ASSIGNMENT:
Would you copy all lines in the data that contain the word "black"?

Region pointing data
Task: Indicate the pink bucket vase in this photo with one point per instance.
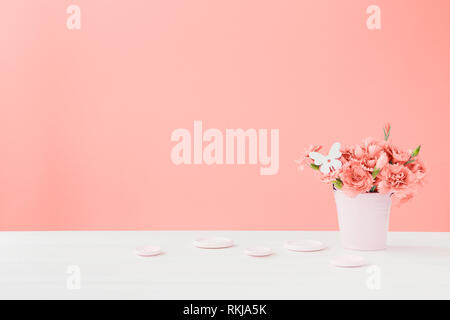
(363, 220)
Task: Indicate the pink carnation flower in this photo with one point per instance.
(418, 169)
(396, 155)
(395, 178)
(355, 179)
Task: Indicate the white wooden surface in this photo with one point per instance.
(33, 265)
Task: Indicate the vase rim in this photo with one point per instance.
(366, 194)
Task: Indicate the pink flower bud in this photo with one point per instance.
(382, 160)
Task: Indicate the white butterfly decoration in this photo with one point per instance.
(330, 161)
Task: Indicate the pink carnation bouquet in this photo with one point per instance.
(372, 166)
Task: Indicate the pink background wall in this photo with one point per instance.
(86, 115)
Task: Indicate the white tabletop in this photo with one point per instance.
(39, 265)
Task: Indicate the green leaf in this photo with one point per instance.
(338, 183)
(375, 172)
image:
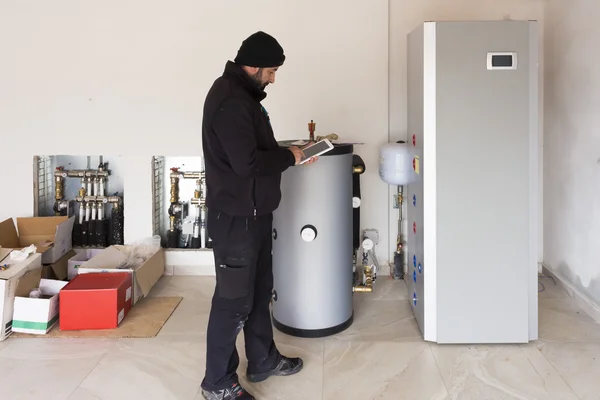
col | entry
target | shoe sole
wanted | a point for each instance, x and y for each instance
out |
(255, 378)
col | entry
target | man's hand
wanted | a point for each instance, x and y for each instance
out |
(299, 156)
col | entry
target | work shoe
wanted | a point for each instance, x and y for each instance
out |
(287, 366)
(235, 392)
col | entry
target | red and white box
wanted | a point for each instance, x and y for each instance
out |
(95, 301)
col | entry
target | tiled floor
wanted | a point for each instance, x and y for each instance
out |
(380, 357)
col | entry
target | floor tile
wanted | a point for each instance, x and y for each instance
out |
(48, 368)
(578, 364)
(382, 320)
(382, 370)
(561, 320)
(189, 318)
(498, 372)
(148, 369)
(307, 384)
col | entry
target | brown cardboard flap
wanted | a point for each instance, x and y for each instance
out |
(42, 242)
(150, 272)
(28, 282)
(8, 234)
(3, 254)
(39, 225)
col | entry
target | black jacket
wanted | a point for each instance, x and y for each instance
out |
(242, 159)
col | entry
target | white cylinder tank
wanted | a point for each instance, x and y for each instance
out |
(395, 164)
(312, 247)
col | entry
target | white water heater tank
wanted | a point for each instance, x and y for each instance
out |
(395, 164)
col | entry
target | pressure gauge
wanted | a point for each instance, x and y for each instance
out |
(308, 233)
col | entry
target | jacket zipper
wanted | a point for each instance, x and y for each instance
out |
(254, 196)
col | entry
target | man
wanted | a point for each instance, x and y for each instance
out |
(243, 164)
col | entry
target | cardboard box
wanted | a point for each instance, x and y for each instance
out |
(9, 280)
(79, 259)
(36, 315)
(95, 301)
(51, 235)
(113, 258)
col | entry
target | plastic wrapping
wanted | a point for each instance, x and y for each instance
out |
(139, 252)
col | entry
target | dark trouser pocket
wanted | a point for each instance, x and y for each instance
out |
(233, 277)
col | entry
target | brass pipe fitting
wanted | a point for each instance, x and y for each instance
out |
(358, 169)
(368, 286)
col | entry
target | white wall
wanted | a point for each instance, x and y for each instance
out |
(405, 15)
(130, 77)
(572, 144)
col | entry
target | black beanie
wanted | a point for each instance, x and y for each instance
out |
(260, 50)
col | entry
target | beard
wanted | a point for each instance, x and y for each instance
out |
(257, 78)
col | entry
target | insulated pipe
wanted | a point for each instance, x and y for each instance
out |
(175, 173)
(98, 199)
(75, 173)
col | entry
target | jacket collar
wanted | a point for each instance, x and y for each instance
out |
(235, 72)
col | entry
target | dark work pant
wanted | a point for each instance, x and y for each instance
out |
(244, 272)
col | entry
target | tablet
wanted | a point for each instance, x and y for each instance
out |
(316, 149)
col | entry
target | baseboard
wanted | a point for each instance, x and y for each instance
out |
(582, 300)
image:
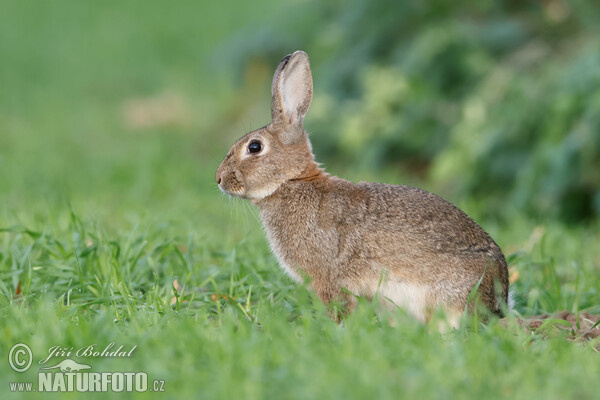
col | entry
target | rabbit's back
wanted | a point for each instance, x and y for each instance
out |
(352, 233)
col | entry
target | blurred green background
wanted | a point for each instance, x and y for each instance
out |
(486, 100)
(114, 116)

OUTPUT FOR THIS TASK:
target | black jacket
target | black beanie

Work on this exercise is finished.